* _WRITTEN INSTRUCTION A_
Tally how many lines of the entries below contain the word "every", and give only that number.

Hybrid PQC in Java: Common Pitfalls (Part 1)
As part of a collaboration project with CZERTAINLY, I've started a Java
repository to experiment hybrid PQC.
Together with Andrei and Danrlei
(some of our hero's undergrad students!), we developed some examples of hybrid PQC using Bouncy Castle (1.77).
In this post, I'll explain some possible problems you might encounter, in particular if you are planning a transition to PQC with java, such as:
- Design Architecture: how can I add hybrids in my Java application?
- Performance: it can get 3-12x worse! (comparing PQ-only vs Hybrid, depending on some choices)
Design alternatives
Recently, KeyFactor announced FIPS 140-3 compliance for Bouncy Castle, which includes post-quantum algorithms. Looking at their docs, one can plan
a migration as follows (considering KEMs):
- Key Agreement (older systems): using "UserKeyingMaterialSpec" class to supply the PQC KEM secret or "DEROtherInfoClass".
- Key Agreement (newer systems):"HybridValueParameterSpec", which uses a Two-step KDF (NIST.SP.800-56C).
- Key Transport: "PQCSecretKeyProcessor". Documentation states that it combines traditional and PQC shared secrets using a XOR function.
We could generalize each step as a different approach to the same end, which is, a way to secure our data.
With crypto agility in mind, a flexible but easy-to-switch API is desirable. In this case, the migration should not be hard to code.
Consider the array sorting as a quick example. The sorting strategy (quick-sort, merge-sort, etc.) is something that a computer-science student would like to switch in order to compare performance.
So, how can I code such a easy-to-switch API?
Well, there are some alternatives and in our repository we choose a pattern: Strategy.
Strategy is kind of a set of black-box methods; easy to switch between them.
I know, there are cons to that, but if we want to do something like traditional -> hybrid -> PQ-only
it means that there are three strategies to deal with.
It's not that simple but this is the general idea that we select for our implementation.
One caveat to the Strategy pattern is that if your application is not using it maybe the refactor efforts may slow down your migration.
Since hybrids can be used for a while (years, decades, forever? What if it is not Java anymore? Who knows...), maybe a pattern would not be necessary.
Anyway, our Strategy instance contains a KEM class, and a HybridKEM class, coded in a way that you can switch between them very easily, like this:
Such a design also helps to minimize the number of required configurations (we can establish defaults after the benchmarks).
There is also a security concern that hybrid keys should not be used outside the "hybrid context" (to avoid downgrade attacks).
This concern is more critical when talking about hybrid signatures (please refer to this talk).

* _WRITTEN INSTRUCTION B_
Which design pattern does the post on hybrid PQC in Java say the repository chose?

* _Segmentation dataset excerpts_
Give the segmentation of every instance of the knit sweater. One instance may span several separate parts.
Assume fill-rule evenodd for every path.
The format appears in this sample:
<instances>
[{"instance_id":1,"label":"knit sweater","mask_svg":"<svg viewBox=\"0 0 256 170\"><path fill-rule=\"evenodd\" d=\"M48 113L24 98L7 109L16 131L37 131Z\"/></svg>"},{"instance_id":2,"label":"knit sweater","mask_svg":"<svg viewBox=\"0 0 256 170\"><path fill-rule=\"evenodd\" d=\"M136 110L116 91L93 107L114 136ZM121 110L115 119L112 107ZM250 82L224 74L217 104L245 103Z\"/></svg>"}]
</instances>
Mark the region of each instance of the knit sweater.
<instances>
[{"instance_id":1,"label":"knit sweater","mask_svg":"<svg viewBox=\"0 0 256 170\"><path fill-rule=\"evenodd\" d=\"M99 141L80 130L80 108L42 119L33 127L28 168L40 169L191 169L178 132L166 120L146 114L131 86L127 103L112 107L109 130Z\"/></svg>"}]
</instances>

* _WRITTEN REPLY A_
2

* _WRITTEN REPLY B_
The Strategy pattern.